### ТЕКСТ
Дорогой Дмитрий, я так долго не отвечал на ваш вопрос потому, что думал, как же лучше на него ответить. Разумеется, в запасе у меня уже было несколько готовых формул, ибо кому из проповедников в Обществе сознания Кришны не приходилось отвечать на вопрос: что это значит, что Луна находится дальше Солнца? Но не хотелось просто отмахиваться от этого серьезного вопроса стандартными ответами. Поэтому я попытаюсь провести несколько более глубокий анализ поставленной вами проблемы. Самое простое было бы ответить на ваш вопрос примерно так: «Большая часть ваших вопросов связана просто с языком. Говоря о звездах, расстояниях или атомах, «Бхагаватам» часто имеет в виду совсем не то же самое, что современная наука. Др. Томпсон (Садапута Даса) посвятил много лет изучению пятой песни «Шримад- Бхагаватам» и по результатам своих исследований написал две книги, в которых он разрешает многие из этих парадоксов, объяснив, каким образом эти данные можно сопоставить с представлениями современной науки. Например, что касается расстояний, то 
когда в «Бхагаватам» говорится о «Земле», имеется в виду плоскость Бху-мандалы (плоскость эклиптики), а не планета Земля как таковая. Расстояние, например, от Луны до этой плоскости измеряется опусканием перпендикуляра от максимально удаленной точки на ее орбите. В этом случае луна оказывается выше Солнца (так как угол наклона ее орбиты к этой плоскости больше, чем угол наклона орбиты солнца). Астрономам ведической древности были прекрасно известны расстояния до планет в нашем понимании (с поразительной точностью они приводятся в таких древних трактатах, как «Сурья-сиддханта» или «Сиддханта-широмани»).

### ИСХОДНЫЕ ДАННЫЕ
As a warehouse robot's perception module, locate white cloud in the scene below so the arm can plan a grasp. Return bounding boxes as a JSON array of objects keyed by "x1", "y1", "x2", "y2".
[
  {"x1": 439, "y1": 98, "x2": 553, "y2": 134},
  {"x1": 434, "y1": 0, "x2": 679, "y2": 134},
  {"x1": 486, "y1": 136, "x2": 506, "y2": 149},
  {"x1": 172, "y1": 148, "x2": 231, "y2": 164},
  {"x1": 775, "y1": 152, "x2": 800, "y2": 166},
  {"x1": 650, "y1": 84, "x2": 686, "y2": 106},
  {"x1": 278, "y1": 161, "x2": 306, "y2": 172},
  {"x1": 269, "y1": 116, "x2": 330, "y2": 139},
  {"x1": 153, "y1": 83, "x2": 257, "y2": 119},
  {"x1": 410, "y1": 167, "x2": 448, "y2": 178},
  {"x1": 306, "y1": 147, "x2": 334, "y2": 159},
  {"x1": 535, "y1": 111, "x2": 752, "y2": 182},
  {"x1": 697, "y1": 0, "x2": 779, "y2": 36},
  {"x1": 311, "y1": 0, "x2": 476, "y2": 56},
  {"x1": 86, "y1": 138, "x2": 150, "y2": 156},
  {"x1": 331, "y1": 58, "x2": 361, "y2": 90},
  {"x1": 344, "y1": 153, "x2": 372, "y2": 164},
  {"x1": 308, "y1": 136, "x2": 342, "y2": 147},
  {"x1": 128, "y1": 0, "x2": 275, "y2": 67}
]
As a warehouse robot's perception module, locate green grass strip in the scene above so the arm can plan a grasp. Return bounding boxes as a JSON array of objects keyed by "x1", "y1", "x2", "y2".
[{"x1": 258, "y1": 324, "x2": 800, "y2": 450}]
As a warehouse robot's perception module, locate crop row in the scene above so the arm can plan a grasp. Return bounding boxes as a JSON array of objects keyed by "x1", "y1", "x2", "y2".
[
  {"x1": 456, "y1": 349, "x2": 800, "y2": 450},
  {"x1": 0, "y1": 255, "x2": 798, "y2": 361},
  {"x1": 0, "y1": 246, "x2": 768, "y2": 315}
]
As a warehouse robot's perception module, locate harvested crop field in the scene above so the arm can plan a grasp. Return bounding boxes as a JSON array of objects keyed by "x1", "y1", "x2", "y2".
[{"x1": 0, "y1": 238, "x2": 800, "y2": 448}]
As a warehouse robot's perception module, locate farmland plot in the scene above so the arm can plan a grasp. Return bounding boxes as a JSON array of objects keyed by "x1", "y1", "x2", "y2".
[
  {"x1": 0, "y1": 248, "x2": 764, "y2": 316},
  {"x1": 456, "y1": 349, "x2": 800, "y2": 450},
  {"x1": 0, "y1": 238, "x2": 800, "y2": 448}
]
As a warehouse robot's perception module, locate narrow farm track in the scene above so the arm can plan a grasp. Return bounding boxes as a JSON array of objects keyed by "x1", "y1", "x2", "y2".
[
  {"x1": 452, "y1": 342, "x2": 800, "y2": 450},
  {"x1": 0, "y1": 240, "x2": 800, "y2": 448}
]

### ВОПРОСЫ И ЗАДАНИЯ
**a.** Ответьте по тексту о расстояниях в «Бхагаватам» на следующие вопросы:
(i) Сколько книг написал др. Томпсон по результатам своих исследований?
(ii) Что имеется в виду, когда в «Бхагаватам» говорится о «Земле»?
(iii) Какие древние трактаты названы в тексте?
**b.** Напишите продолжение текста о расстояниях в «Бхагаватам», начиная сразу после его последнего предложения.

### ОТВЕТЫ К УПРАЖНЕНИЯМ
**a.**
(i) Две книги.
(ii) Плоскость Бху-мандалы (плоскость эклиптики), а не планета Земля как таковая.
(iii) «Сурья-сиддханта» и «Сиддханта-широмани».

**b.**
Что касается звезд, накшатр, то единственная информация, которой располагают ученые, – это спектр их излучения. На основании этих скудных данных строятся всевозможные теории. Логика этих теорий такова: раз данные, которыми мы располагаем, объясняются в рамках данной теории, то, стало быть, теория верна. Проблема такой логики очевидна: поскольку данные крайне скудны, можно придумать миллионы различных объяснений конкретного спектра и подогнать под них любые имеющиеся факты.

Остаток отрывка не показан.